__PROBLEM DESCRIPTION__:
Render every line of the items below as a Markdown table with the columns "No." and "Entry", numbering the rows and skipping blank lines. Omit the pictures from your answer.

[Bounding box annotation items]
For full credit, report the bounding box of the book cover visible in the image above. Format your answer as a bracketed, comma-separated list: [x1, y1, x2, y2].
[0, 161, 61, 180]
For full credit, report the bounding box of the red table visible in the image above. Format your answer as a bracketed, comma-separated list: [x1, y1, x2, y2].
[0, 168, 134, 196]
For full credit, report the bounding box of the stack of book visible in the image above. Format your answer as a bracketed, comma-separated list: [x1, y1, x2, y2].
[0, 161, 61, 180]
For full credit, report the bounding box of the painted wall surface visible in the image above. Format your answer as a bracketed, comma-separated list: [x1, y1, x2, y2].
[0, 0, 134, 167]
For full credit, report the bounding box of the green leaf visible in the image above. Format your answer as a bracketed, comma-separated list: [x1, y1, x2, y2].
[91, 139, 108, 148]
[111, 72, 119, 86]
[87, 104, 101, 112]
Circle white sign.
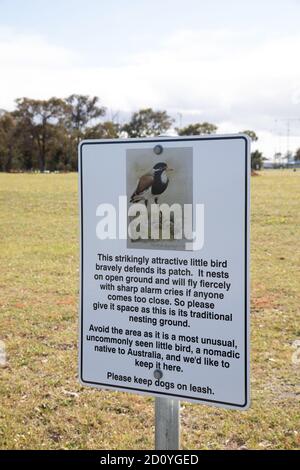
[79,135,250,409]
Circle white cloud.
[0,26,300,156]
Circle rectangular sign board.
[79,134,250,409]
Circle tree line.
[0,94,263,172]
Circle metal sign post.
[155,397,180,450]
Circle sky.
[0,0,300,158]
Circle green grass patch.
[0,170,300,449]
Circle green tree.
[84,121,121,139]
[241,130,258,142]
[122,108,174,137]
[14,98,66,171]
[65,94,105,145]
[0,112,17,172]
[176,122,218,135]
[295,148,300,162]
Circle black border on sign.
[79,135,249,409]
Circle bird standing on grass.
[130,162,173,206]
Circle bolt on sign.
[79,134,250,409]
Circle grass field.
[0,170,300,449]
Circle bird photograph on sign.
[126,145,193,251]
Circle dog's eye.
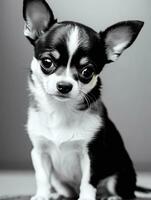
[40,58,56,74]
[80,65,94,80]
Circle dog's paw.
[30,193,60,200]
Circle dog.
[23,0,149,200]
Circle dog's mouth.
[54,93,71,101]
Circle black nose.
[57,81,73,94]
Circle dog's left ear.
[23,0,56,44]
[100,21,144,62]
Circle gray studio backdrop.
[0,0,151,170]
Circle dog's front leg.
[79,151,96,200]
[31,148,51,200]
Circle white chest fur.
[27,102,101,188]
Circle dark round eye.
[81,66,94,79]
[40,58,56,74]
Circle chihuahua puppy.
[23,0,143,200]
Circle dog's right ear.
[23,0,57,45]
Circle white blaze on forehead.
[66,26,79,74]
[67,26,79,57]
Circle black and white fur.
[23,0,148,200]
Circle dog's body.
[23,0,143,200]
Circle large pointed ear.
[100,21,144,62]
[23,0,56,44]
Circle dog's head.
[23,0,143,106]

__REPLY__:
| No. | Entry |
|---|---|
| 1 | For full credit, report the bounding box of the book cover visible in the image above. Format your answer as a bracketed, comma-separated list: [x1, y1, x2, y2]. |
| 2 | [0, 161, 61, 180] |
| 3 | For full credit, report the bounding box of the red table visible in the image above. Format your answer as a bracketed, comma-separated list: [x1, y1, x2, y2]. |
| 4 | [0, 168, 134, 196] |
| 5 | For full credit, report the bounding box of the stack of book visible in the image above. Format your answer as a bracketed, comma-separated list: [x1, y1, x2, y2]. |
| 6 | [0, 161, 61, 180] |
| 7 | For full credit, report the bounding box of the painted wall surface visible in the image above. Format your answer as a bracketed, comma-separated list: [x1, y1, x2, y2]. |
| 8 | [0, 0, 134, 167] |
| 9 | For full credit, report the bounding box of the green leaf visible in the image above. Format your answer as a bracketed, comma-separated list: [x1, y1, x2, y2]. |
| 10 | [91, 139, 108, 148] |
| 11 | [111, 72, 119, 86] |
| 12 | [87, 104, 101, 112] |
| 13 | Circle white sign. |
| 14 | [79,135,250,409] |
| 15 | Circle white cloud. |
| 16 | [0,26,300,156] |
| 17 | Circle rectangular sign board. |
| 18 | [79,134,250,409] |
| 19 | Circle tree line. |
| 20 | [0,94,263,172] |
| 21 | Circle metal sign post. |
| 22 | [155,397,180,450] |
| 23 | Circle sky. |
| 24 | [0,0,300,158] |
| 25 | Circle green grass patch. |
| 26 | [0,170,300,449] |
| 27 | Circle green tree. |
| 28 | [84,121,121,139] |
| 29 | [241,130,258,142] |
| 30 | [122,108,174,137] |
| 31 | [14,98,66,171] |
| 32 | [65,94,105,145] |
| 33 | [0,112,17,172] |
| 34 | [176,122,218,135] |
| 35 | [295,148,300,162] |
| 36 | Circle black border on sign. |
| 37 | [79,135,249,409] |
| 38 | Circle bird standing on grass. |
| 39 | [130,162,173,206] |
| 40 | Circle bolt on sign. |
| 41 | [79,134,250,409] |
| 42 | Circle grass field. |
| 43 | [0,170,300,449] |
| 44 | Circle bird photograph on sign. |
| 45 | [126,145,193,251] |
| 46 | Circle dog's eye. |
| 47 | [40,58,56,74] |
| 48 | [80,65,94,80] |
| 49 | Circle dog's paw. |
| 50 | [30,193,60,200] |
| 51 | Circle dog. |
| 52 | [23,0,149,200] |
| 53 | Circle dog's mouth. |
| 54 | [54,93,71,101] |
| 55 | Circle black nose. |
| 56 | [57,81,73,94] |
| 57 | Circle dog's left ear. |
| 58 | [23,0,56,44] |
| 59 | [100,21,144,62] |
| 60 | Circle gray studio backdrop. |
| 61 | [0,0,151,170] |
| 62 | Circle dog's front leg. |
| 63 | [79,151,96,200] |
| 64 | [31,148,51,200] |
| 65 | Circle white chest fur. |
| 66 | [27,102,101,188] |
| 67 | Circle dark round eye. |
| 68 | [81,66,94,79] |
| 69 | [40,58,56,74] |
| 70 | Circle chihuahua puppy. |
| 71 | [23,0,143,200] |
| 72 | Circle dog's right ear. |
| 73 | [23,0,57,45] |
| 74 | Circle white blaze on forehead. |
| 75 | [66,26,79,74] |
| 76 | [67,26,79,57] |
| 77 | Circle black and white fur. |
| 78 | [23,0,148,200] |
| 79 | Circle dog's body. |
| 80 | [23,0,143,200] |
| 81 | Circle large pointed ear. |
| 82 | [100,21,144,62] |
| 83 | [23,0,56,44] |
| 84 | Circle dog's head. |
| 85 | [23,0,143,106] |